## [Data provided]
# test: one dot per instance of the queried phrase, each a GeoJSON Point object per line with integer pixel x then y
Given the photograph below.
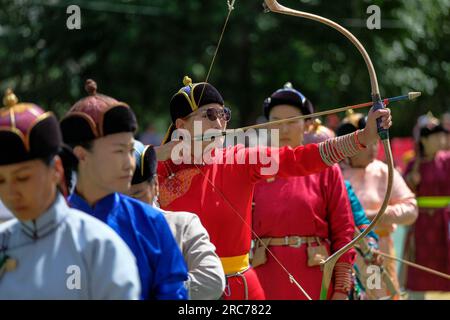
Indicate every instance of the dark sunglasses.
{"type": "Point", "coordinates": [214, 113]}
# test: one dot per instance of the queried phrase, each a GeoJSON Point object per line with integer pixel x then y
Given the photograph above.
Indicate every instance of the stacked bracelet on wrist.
{"type": "Point", "coordinates": [337, 149]}
{"type": "Point", "coordinates": [343, 277]}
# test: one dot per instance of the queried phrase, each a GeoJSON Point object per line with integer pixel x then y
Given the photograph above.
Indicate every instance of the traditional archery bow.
{"type": "Point", "coordinates": [328, 264]}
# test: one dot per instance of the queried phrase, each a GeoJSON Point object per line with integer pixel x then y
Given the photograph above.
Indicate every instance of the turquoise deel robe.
{"type": "Point", "coordinates": [162, 268]}
{"type": "Point", "coordinates": [66, 254]}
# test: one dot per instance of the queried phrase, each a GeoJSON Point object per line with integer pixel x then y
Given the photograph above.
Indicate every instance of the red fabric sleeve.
{"type": "Point", "coordinates": [340, 216]}
{"type": "Point", "coordinates": [265, 162]}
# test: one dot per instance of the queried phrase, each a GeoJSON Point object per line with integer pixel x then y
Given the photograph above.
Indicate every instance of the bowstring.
{"type": "Point", "coordinates": [230, 4]}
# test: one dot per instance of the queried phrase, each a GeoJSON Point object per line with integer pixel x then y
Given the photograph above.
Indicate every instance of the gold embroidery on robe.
{"type": "Point", "coordinates": [176, 186]}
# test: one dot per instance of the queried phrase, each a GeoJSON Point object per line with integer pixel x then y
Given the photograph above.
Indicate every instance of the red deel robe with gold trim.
{"type": "Point", "coordinates": [221, 191]}
{"type": "Point", "coordinates": [311, 206]}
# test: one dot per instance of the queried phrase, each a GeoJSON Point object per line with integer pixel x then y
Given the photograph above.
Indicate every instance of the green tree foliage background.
{"type": "Point", "coordinates": [139, 51]}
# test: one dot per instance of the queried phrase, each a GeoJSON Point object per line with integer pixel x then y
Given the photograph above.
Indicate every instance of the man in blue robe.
{"type": "Point", "coordinates": [51, 251]}
{"type": "Point", "coordinates": [100, 130]}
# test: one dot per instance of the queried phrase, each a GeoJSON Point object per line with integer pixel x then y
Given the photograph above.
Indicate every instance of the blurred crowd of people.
{"type": "Point", "coordinates": [81, 191]}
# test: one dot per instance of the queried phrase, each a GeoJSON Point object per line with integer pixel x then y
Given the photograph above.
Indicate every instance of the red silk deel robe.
{"type": "Point", "coordinates": [311, 206]}
{"type": "Point", "coordinates": [221, 195]}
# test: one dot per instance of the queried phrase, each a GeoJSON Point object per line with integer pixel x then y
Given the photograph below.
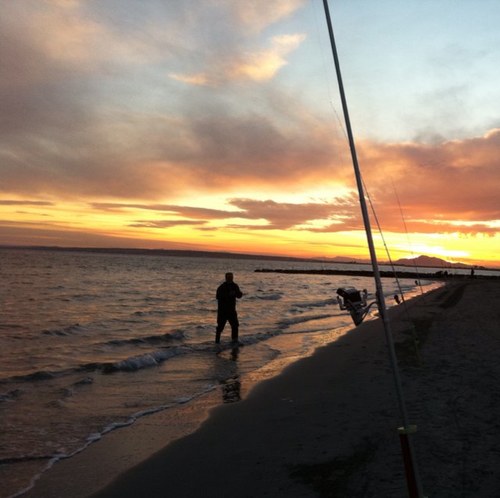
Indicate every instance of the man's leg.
{"type": "Point", "coordinates": [233, 321]}
{"type": "Point", "coordinates": [221, 322]}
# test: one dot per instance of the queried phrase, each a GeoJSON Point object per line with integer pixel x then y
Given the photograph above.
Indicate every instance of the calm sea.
{"type": "Point", "coordinates": [92, 342]}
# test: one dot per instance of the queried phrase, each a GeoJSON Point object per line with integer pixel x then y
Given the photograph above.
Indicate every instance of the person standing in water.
{"type": "Point", "coordinates": [226, 295]}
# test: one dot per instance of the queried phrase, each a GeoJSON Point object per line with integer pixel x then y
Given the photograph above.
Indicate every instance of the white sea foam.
{"type": "Point", "coordinates": [148, 321]}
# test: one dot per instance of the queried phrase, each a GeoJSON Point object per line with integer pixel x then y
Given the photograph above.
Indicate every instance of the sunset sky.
{"type": "Point", "coordinates": [217, 125]}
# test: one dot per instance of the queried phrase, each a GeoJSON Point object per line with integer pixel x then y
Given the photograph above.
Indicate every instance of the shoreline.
{"type": "Point", "coordinates": [325, 420]}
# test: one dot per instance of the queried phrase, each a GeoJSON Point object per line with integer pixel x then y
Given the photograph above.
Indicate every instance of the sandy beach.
{"type": "Point", "coordinates": [327, 426]}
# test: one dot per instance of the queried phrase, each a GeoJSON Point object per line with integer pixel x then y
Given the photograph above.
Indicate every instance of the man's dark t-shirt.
{"type": "Point", "coordinates": [226, 295]}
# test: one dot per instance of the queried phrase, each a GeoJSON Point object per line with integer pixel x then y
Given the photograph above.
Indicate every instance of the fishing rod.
{"type": "Point", "coordinates": [412, 474]}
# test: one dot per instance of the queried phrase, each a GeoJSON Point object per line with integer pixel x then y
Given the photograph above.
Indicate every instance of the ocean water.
{"type": "Point", "coordinates": [92, 342]}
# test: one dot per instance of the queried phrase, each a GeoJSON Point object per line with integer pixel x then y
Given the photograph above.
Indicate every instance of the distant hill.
{"type": "Point", "coordinates": [431, 262]}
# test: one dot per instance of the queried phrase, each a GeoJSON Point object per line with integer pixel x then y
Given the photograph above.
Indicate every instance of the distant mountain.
{"type": "Point", "coordinates": [431, 262]}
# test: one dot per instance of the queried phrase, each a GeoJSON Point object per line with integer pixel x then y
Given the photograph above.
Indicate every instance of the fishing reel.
{"type": "Point", "coordinates": [355, 302]}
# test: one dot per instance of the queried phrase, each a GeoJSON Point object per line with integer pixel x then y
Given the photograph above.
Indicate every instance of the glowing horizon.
{"type": "Point", "coordinates": [219, 128]}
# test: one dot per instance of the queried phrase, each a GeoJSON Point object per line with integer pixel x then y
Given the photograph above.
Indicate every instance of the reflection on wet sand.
{"type": "Point", "coordinates": [231, 387]}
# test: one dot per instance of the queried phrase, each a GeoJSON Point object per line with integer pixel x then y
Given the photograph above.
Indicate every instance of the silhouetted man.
{"type": "Point", "coordinates": [226, 295]}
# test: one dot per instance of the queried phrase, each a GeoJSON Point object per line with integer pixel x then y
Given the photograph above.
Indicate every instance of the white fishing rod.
{"type": "Point", "coordinates": [412, 474]}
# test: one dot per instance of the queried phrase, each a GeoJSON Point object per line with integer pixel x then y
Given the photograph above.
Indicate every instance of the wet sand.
{"type": "Point", "coordinates": [327, 426]}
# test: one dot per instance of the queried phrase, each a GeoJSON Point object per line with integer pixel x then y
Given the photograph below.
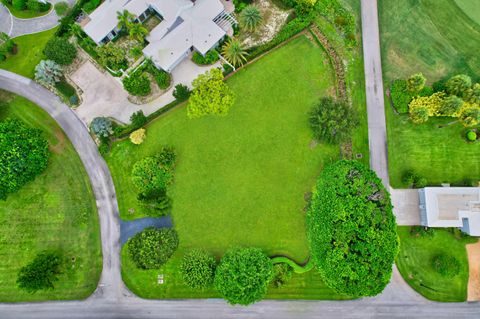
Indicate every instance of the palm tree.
{"type": "Point", "coordinates": [125, 19]}
{"type": "Point", "coordinates": [234, 52]}
{"type": "Point", "coordinates": [138, 31]}
{"type": "Point", "coordinates": [250, 18]}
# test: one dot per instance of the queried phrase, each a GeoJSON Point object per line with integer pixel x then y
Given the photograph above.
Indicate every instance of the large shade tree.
{"type": "Point", "coordinates": [210, 95]}
{"type": "Point", "coordinates": [243, 275]}
{"type": "Point", "coordinates": [351, 230]}
{"type": "Point", "coordinates": [23, 155]}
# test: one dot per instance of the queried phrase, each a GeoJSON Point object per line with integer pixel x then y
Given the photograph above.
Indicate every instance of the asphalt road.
{"type": "Point", "coordinates": [113, 300]}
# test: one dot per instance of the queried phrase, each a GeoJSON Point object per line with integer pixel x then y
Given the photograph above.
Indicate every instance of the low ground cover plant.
{"type": "Point", "coordinates": [24, 155]}
{"type": "Point", "coordinates": [351, 229]}
{"type": "Point", "coordinates": [152, 247]}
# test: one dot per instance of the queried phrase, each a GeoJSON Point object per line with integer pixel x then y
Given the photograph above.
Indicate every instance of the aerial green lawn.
{"type": "Point", "coordinates": [414, 262]}
{"type": "Point", "coordinates": [25, 14]}
{"type": "Point", "coordinates": [241, 179]}
{"type": "Point", "coordinates": [435, 37]}
{"type": "Point", "coordinates": [440, 154]}
{"type": "Point", "coordinates": [30, 52]}
{"type": "Point", "coordinates": [55, 211]}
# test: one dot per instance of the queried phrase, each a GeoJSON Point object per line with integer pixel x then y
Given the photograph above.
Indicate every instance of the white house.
{"type": "Point", "coordinates": [451, 207]}
{"type": "Point", "coordinates": [186, 25]}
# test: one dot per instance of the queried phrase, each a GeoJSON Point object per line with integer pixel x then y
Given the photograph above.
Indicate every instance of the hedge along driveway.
{"type": "Point", "coordinates": [240, 179]}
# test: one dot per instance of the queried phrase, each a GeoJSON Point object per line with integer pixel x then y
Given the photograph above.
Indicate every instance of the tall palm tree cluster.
{"type": "Point", "coordinates": [135, 30]}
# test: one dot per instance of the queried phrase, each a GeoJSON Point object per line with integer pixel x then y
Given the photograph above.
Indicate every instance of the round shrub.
{"type": "Point", "coordinates": [471, 136]}
{"type": "Point", "coordinates": [198, 269]}
{"type": "Point", "coordinates": [351, 230]}
{"type": "Point", "coordinates": [151, 248]}
{"type": "Point", "coordinates": [243, 275]}
{"type": "Point", "coordinates": [446, 265]}
{"type": "Point", "coordinates": [24, 155]}
{"type": "Point", "coordinates": [60, 50]}
{"type": "Point", "coordinates": [137, 84]}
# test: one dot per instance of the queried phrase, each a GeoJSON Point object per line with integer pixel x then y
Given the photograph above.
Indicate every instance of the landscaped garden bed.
{"type": "Point", "coordinates": [55, 212]}
{"type": "Point", "coordinates": [434, 262]}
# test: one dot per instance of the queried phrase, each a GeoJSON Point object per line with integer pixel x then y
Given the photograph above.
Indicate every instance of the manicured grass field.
{"type": "Point", "coordinates": [435, 37]}
{"type": "Point", "coordinates": [442, 155]}
{"type": "Point", "coordinates": [240, 179]}
{"type": "Point", "coordinates": [415, 263]}
{"type": "Point", "coordinates": [25, 14]}
{"type": "Point", "coordinates": [55, 211]}
{"type": "Point", "coordinates": [30, 52]}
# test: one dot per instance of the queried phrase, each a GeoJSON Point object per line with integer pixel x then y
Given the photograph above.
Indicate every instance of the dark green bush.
{"type": "Point", "coordinates": [282, 274]}
{"type": "Point", "coordinates": [351, 230]}
{"type": "Point", "coordinates": [151, 248]}
{"type": "Point", "coordinates": [138, 119]}
{"type": "Point", "coordinates": [243, 275]}
{"type": "Point", "coordinates": [181, 92]}
{"type": "Point", "coordinates": [446, 265]}
{"type": "Point", "coordinates": [41, 273]}
{"type": "Point", "coordinates": [137, 84]}
{"type": "Point", "coordinates": [210, 57]}
{"type": "Point", "coordinates": [60, 50]}
{"type": "Point", "coordinates": [401, 97]}
{"type": "Point", "coordinates": [24, 155]}
{"type": "Point", "coordinates": [198, 269]}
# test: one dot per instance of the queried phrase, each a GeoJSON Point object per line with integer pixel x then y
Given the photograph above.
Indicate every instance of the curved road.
{"type": "Point", "coordinates": [112, 299]}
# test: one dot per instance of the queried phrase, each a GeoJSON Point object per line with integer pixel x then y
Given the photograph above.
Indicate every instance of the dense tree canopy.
{"type": "Point", "coordinates": [351, 230]}
{"type": "Point", "coordinates": [243, 275]}
{"type": "Point", "coordinates": [331, 121]}
{"type": "Point", "coordinates": [41, 273]}
{"type": "Point", "coordinates": [210, 95]}
{"type": "Point", "coordinates": [198, 269]}
{"type": "Point", "coordinates": [23, 155]}
{"type": "Point", "coordinates": [152, 247]}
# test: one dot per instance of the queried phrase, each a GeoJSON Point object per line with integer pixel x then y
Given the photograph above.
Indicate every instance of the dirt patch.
{"type": "Point", "coordinates": [273, 20]}
{"type": "Point", "coordinates": [58, 148]}
{"type": "Point", "coordinates": [473, 251]}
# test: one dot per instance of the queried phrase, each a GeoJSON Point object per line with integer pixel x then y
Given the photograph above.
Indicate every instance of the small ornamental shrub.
{"type": "Point", "coordinates": [60, 50]}
{"type": "Point", "coordinates": [351, 230]}
{"type": "Point", "coordinates": [24, 155]}
{"type": "Point", "coordinates": [41, 273]}
{"type": "Point", "coordinates": [243, 275]}
{"type": "Point", "coordinates": [137, 84]}
{"type": "Point", "coordinates": [181, 92]}
{"type": "Point", "coordinates": [332, 122]}
{"type": "Point", "coordinates": [400, 96]}
{"type": "Point", "coordinates": [416, 82]}
{"type": "Point", "coordinates": [471, 136]}
{"type": "Point", "coordinates": [198, 269]}
{"type": "Point", "coordinates": [458, 85]}
{"type": "Point", "coordinates": [137, 137]}
{"type": "Point", "coordinates": [446, 265]}
{"type": "Point", "coordinates": [19, 4]}
{"type": "Point", "coordinates": [210, 57]}
{"type": "Point", "coordinates": [282, 274]}
{"type": "Point", "coordinates": [48, 72]}
{"type": "Point", "coordinates": [152, 247]}
{"type": "Point", "coordinates": [138, 119]}
{"type": "Point", "coordinates": [210, 95]}
{"type": "Point", "coordinates": [101, 127]}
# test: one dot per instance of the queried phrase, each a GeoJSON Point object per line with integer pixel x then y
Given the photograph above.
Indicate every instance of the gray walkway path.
{"type": "Point", "coordinates": [130, 227]}
{"type": "Point", "coordinates": [16, 27]}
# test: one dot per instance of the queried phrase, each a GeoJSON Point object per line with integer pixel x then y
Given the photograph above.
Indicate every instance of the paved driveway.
{"type": "Point", "coordinates": [406, 206]}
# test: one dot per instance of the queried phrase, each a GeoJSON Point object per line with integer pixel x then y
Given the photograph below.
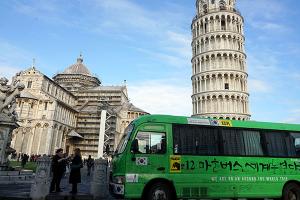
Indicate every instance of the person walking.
{"type": "Point", "coordinates": [90, 164]}
{"type": "Point", "coordinates": [76, 165]}
{"type": "Point", "coordinates": [58, 166]}
{"type": "Point", "coordinates": [24, 160]}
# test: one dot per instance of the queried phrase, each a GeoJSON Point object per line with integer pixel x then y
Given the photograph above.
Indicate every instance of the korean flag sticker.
{"type": "Point", "coordinates": [141, 161]}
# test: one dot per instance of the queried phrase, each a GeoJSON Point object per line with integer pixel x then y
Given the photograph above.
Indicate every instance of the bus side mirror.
{"type": "Point", "coordinates": [134, 146]}
{"type": "Point", "coordinates": [107, 149]}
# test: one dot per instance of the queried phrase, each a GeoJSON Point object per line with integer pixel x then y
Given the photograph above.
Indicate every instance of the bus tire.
{"type": "Point", "coordinates": [160, 191]}
{"type": "Point", "coordinates": [291, 192]}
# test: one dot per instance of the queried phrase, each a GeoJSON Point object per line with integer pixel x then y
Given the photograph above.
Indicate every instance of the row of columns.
{"type": "Point", "coordinates": [217, 23]}
{"type": "Point", "coordinates": [218, 83]}
{"type": "Point", "coordinates": [38, 140]}
{"type": "Point", "coordinates": [223, 105]}
{"type": "Point", "coordinates": [217, 43]}
{"type": "Point", "coordinates": [217, 63]}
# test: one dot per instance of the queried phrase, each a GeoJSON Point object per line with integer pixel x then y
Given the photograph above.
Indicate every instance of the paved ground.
{"type": "Point", "coordinates": [21, 191]}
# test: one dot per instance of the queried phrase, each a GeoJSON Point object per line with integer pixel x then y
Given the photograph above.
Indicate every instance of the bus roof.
{"type": "Point", "coordinates": [216, 122]}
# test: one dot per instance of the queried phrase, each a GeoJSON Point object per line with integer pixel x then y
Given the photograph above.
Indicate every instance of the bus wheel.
{"type": "Point", "coordinates": [160, 191]}
{"type": "Point", "coordinates": [291, 192]}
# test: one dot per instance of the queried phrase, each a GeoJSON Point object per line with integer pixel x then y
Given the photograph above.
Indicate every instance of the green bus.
{"type": "Point", "coordinates": [169, 157]}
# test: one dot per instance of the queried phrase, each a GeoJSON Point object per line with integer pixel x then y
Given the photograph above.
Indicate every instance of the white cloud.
{"type": "Point", "coordinates": [13, 59]}
{"type": "Point", "coordinates": [161, 97]}
{"type": "Point", "coordinates": [8, 72]}
{"type": "Point", "coordinates": [259, 86]}
{"type": "Point", "coordinates": [294, 116]}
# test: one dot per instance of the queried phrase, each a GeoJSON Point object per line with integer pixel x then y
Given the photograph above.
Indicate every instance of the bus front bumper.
{"type": "Point", "coordinates": [116, 189]}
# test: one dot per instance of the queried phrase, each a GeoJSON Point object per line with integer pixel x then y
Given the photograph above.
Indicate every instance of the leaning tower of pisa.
{"type": "Point", "coordinates": [219, 62]}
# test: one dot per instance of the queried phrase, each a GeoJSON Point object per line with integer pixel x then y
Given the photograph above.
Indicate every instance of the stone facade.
{"type": "Point", "coordinates": [65, 112]}
{"type": "Point", "coordinates": [219, 61]}
{"type": "Point", "coordinates": [46, 114]}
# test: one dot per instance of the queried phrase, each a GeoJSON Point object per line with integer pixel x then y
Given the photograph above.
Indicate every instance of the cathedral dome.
{"type": "Point", "coordinates": [78, 68]}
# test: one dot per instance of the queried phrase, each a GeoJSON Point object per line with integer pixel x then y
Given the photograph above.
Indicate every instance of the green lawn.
{"type": "Point", "coordinates": [29, 165]}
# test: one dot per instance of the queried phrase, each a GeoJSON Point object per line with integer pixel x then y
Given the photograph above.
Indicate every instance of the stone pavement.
{"type": "Point", "coordinates": [22, 191]}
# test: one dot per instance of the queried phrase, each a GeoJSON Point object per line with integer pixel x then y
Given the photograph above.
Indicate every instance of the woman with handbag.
{"type": "Point", "coordinates": [76, 165]}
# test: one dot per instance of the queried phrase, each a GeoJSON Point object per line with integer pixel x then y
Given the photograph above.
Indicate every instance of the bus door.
{"type": "Point", "coordinates": [148, 158]}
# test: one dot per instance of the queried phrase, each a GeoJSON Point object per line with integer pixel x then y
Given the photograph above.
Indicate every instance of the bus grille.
{"type": "Point", "coordinates": [195, 192]}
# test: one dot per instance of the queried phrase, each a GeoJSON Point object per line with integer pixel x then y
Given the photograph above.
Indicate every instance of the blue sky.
{"type": "Point", "coordinates": [147, 43]}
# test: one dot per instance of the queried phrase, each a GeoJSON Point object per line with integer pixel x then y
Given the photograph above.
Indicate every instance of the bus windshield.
{"type": "Point", "coordinates": [124, 140]}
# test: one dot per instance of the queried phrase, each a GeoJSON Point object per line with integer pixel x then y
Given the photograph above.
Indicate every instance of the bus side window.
{"type": "Point", "coordinates": [151, 142]}
{"type": "Point", "coordinates": [296, 143]}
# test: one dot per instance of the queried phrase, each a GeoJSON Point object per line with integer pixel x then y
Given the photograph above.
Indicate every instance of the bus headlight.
{"type": "Point", "coordinates": [119, 179]}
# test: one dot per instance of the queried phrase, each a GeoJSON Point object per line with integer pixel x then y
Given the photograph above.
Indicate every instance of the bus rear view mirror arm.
{"type": "Point", "coordinates": [135, 146]}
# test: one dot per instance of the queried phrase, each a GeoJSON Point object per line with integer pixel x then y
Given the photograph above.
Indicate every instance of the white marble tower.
{"type": "Point", "coordinates": [219, 61]}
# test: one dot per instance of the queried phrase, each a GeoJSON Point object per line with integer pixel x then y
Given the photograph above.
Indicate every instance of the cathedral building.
{"type": "Point", "coordinates": [219, 72]}
{"type": "Point", "coordinates": [66, 112]}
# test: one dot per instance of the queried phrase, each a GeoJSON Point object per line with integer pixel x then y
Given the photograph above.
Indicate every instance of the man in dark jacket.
{"type": "Point", "coordinates": [89, 164]}
{"type": "Point", "coordinates": [58, 168]}
{"type": "Point", "coordinates": [76, 165]}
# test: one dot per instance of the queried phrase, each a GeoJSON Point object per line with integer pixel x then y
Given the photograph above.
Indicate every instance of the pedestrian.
{"type": "Point", "coordinates": [58, 168]}
{"type": "Point", "coordinates": [24, 160]}
{"type": "Point", "coordinates": [76, 165]}
{"type": "Point", "coordinates": [89, 164]}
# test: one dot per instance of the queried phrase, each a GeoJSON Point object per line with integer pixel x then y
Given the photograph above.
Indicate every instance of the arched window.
{"type": "Point", "coordinates": [205, 8]}
{"type": "Point", "coordinates": [222, 5]}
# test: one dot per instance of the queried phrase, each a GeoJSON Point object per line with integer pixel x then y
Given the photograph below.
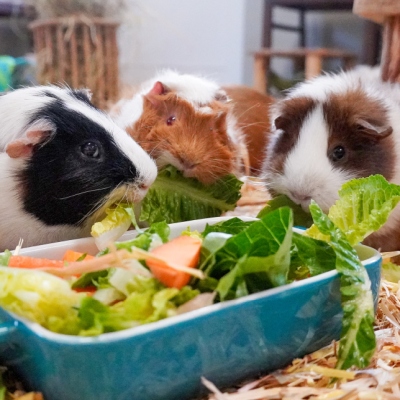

## [To do]
Identify each line in the data above that contains the word "tower", and copy those lines. Case counts.

## [Response to this exercise]
Indicate every instance of the leaning tower of pisa.
Indicate every instance of the white marble tower.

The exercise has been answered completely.